What to produce >> Copy each entry below verbatim. Skip the pictures.

(Region pointing data)
--- START ---

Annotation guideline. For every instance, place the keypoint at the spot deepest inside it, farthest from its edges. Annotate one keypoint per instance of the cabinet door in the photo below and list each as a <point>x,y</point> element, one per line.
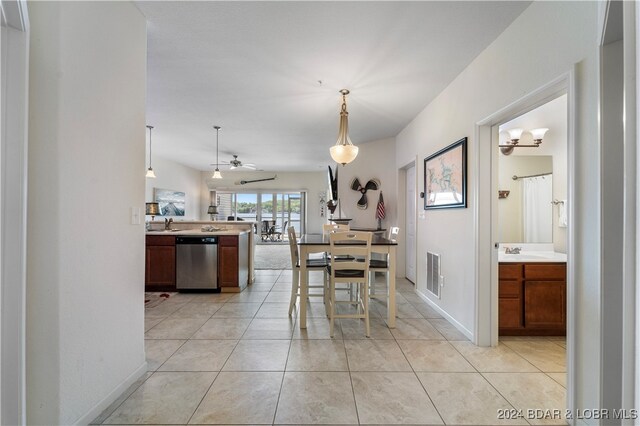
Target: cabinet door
<point>545,304</point>
<point>510,304</point>
<point>228,261</point>
<point>160,268</point>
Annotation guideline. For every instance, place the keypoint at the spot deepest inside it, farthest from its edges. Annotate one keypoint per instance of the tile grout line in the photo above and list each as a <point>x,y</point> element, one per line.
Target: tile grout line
<point>418,379</point>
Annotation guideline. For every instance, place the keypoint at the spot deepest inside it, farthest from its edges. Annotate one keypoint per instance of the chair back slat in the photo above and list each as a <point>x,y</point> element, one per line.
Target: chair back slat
<point>350,243</point>
<point>293,247</point>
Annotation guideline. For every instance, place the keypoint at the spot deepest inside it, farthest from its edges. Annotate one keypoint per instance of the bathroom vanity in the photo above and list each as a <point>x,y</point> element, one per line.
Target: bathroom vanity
<point>532,296</point>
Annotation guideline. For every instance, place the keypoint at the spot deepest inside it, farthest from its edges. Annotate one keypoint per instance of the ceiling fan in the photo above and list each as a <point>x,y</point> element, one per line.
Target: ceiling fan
<point>235,163</point>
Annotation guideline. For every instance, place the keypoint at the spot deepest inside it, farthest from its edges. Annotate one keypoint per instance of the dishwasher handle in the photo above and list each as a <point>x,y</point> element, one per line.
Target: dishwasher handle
<point>196,240</point>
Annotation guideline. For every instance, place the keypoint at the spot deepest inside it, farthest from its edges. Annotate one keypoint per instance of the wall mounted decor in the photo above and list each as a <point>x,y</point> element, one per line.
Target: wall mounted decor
<point>171,202</point>
<point>445,177</point>
<point>373,184</point>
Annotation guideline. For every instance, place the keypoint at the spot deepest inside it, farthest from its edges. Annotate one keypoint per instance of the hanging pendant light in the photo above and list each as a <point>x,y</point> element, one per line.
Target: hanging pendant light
<point>216,173</point>
<point>150,173</point>
<point>344,151</point>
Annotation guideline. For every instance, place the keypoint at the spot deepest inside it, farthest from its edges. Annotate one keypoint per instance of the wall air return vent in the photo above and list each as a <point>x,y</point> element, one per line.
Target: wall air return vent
<point>433,274</point>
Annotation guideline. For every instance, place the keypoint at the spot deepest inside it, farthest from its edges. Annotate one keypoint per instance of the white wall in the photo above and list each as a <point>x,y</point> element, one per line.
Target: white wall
<point>314,183</point>
<point>178,177</point>
<point>85,310</point>
<point>375,160</point>
<point>521,60</point>
<point>13,209</point>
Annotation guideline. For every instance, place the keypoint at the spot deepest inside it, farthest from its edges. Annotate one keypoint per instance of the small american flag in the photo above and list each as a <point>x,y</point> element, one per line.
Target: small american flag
<point>380,208</point>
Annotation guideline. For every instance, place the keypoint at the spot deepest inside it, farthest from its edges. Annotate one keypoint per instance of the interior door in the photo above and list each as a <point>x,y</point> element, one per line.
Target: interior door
<point>410,220</point>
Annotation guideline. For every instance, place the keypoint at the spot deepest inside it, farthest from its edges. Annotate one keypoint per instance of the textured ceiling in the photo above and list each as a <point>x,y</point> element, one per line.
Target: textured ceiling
<point>254,69</point>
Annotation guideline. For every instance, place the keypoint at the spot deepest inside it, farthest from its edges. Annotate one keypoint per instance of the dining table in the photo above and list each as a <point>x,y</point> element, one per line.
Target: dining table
<point>319,243</point>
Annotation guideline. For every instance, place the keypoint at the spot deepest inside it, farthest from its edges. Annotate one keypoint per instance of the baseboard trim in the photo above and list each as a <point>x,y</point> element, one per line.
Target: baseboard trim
<point>462,329</point>
<point>94,412</point>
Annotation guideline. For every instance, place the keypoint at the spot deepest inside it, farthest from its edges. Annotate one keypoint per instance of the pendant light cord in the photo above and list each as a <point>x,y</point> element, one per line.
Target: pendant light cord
<point>149,127</point>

--- END ---

Solution to the exercise >>
Annotation guideline. For every instance, place the keypoint at the spot deepest inside it, farthest from its edges. Annotate one keypoint per instance of the cabinet door in the photo below and list each as a <point>x,y</point> element, one per line.
Target: cabinet door
<point>545,304</point>
<point>510,304</point>
<point>228,261</point>
<point>160,268</point>
Annotation guideline. For every instance, place the keypoint at the spot deepest inside it, farthest from its edges. Annotate one keypoint per instance of the tile grout line in the photo above and list each as a <point>x,y</point> element, one per line.
Target: tile grout line
<point>418,379</point>
Annotation guideline. For every instance, place the keypoint at the spot deepest inside it, farthest from its edges. Annotate one keypoint per instance of the chair back slat in the photo above and list each as a <point>x,y</point> element, one per line.
Target: chair back slat
<point>350,243</point>
<point>293,247</point>
Annotation guideline. For every instance, place the keypoint at the spot deepest inside it, farthest from its edges. Annotate one keypoint per instance of the bathroom vanity in the photo above and list each as a <point>x,y</point> element, one per line.
Target: bathroom vanity
<point>532,296</point>
Annotation guideline. For every instance, place the keypoint at the spot deepest inside it, farthest from its edges. Annotate one keypoint per instance of the ceiling fan in the photo above and list each as a <point>x,y</point> element, one per line.
Target: ceiling fan
<point>235,163</point>
Annotation guideline. For every instance, place the keypoint at the spot deepest inside it, farthest from its edges. Annotate one keypoint per instance of the dishwasher handle in the photo above and list each as a <point>x,y</point> element, one per line.
Target: dishwasher handle
<point>196,240</point>
Annotation guideline. For every instance, place the keypoint at the spot deepest inside it, farthest from its edges. Annotate one keypoint per instance of the wall mounted decor in the photo above and list each as a <point>x,y</point> element, one per line.
Target: wall mounted decor
<point>171,202</point>
<point>445,177</point>
<point>373,184</point>
Annotation guideline. For every instance, place the keypoint at the spot deepest inside it, farthest from its edges. Annotate one keypoint per instance of the hanging pendant light in the photo above and list each as a <point>x,y</point> element, one per line.
Target: hanging pendant light
<point>216,173</point>
<point>150,173</point>
<point>344,151</point>
Annotation guideline. For every instance, place the keypoint at the spot deepest inside it, farthest from its edges. Annotate one keypoint per instance of the wall air return vent in the photo above and list each as a <point>x,y</point> element, one per line.
Target: wall air return vent
<point>433,274</point>
Annotation guideline. For every instance, place the keypoint at the spot deepest inside it, farthest from its edges. Annotate one keypoint per instance of the white wall in the photo above and list each as a <point>x,y</point> element, one per line.
Target: white wall
<point>314,183</point>
<point>178,177</point>
<point>85,310</point>
<point>375,160</point>
<point>521,60</point>
<point>13,209</point>
Annotation guideline. For every instance, place the keypoint at the spot deepest inside it, farthest from its edges. Annotate one keypoint per instance of the small american flag in the photo above and list each as a <point>x,y</point> element, one per line.
Target: small american flag
<point>380,208</point>
Annotation guideline. For every instance, place the keypoint at the spot deepest inside it, farthest from its edges. Annotate one keypoint per instance of the interior door in the photo above and list each as a <point>x,y</point> element, one per line.
Target: interior door
<point>410,220</point>
Annotation guideline. For every instance, place the keypoint at the spot deepest inside it, farthest from its edges. Annotate one keypoint per instance of the textured ceiling in the photo above and list each as a <point>x,y</point> element, one per line.
Target: textured ceiling
<point>254,69</point>
Annotation guideline. For every instance, place the keypoint at the spot deepest inside it, farthest from its edges. Annotate one keypoint per instance of the dining table in the photo above and list each as a <point>x,y</point> element, one per line.
Target: dining table
<point>319,243</point>
Annotation guideline. For every instance, place the keypoint at the spot deepest inside it, farthest from its edges. Annotate one keypoint per instance of the baseboard trim in the photo above and list each as a <point>x,y</point> element, one per line.
Target: baseboard trim
<point>462,329</point>
<point>94,412</point>
Annotation guideline. For every instance, place the keypoint at the spot deepest inside it, farthest from its edges. Annotate one keypoint per instance of the pendant light cord in the photo above and list each as a <point>x,y</point> element, one per line.
Target: pendant light cord
<point>149,127</point>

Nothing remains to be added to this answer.